* [RECORDS SUPPLIED]
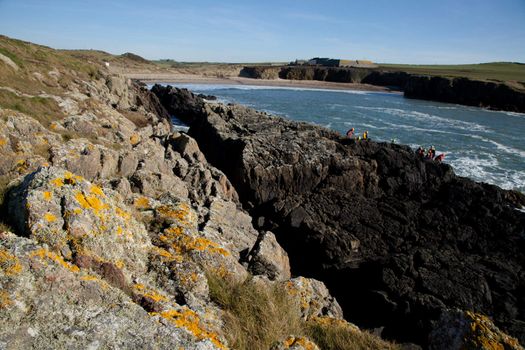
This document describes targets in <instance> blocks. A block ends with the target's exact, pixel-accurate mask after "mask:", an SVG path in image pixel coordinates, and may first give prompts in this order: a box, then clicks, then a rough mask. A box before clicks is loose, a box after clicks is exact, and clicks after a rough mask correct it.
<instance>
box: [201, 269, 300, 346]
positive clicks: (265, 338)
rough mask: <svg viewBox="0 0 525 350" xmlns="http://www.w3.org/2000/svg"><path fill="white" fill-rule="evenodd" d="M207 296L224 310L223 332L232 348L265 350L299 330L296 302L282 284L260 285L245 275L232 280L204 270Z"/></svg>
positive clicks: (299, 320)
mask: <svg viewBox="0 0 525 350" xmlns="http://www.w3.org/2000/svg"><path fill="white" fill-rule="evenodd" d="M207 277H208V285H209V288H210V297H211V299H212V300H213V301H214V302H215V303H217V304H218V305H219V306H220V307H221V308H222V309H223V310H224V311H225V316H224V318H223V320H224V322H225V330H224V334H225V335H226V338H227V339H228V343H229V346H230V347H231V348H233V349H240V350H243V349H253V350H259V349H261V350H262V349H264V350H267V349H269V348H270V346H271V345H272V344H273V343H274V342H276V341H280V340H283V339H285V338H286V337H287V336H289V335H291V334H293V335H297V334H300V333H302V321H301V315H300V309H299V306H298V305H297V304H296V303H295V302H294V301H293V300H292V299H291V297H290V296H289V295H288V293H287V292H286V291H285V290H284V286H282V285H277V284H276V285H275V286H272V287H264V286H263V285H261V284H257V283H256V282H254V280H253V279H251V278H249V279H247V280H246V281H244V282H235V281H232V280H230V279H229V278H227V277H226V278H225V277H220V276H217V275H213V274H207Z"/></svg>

* [WORK TO BE COMPLETED]
Within the records, how many lines carry the word "instance"? Reply with the figure alone.

* [SOLVED PROBLEM]
2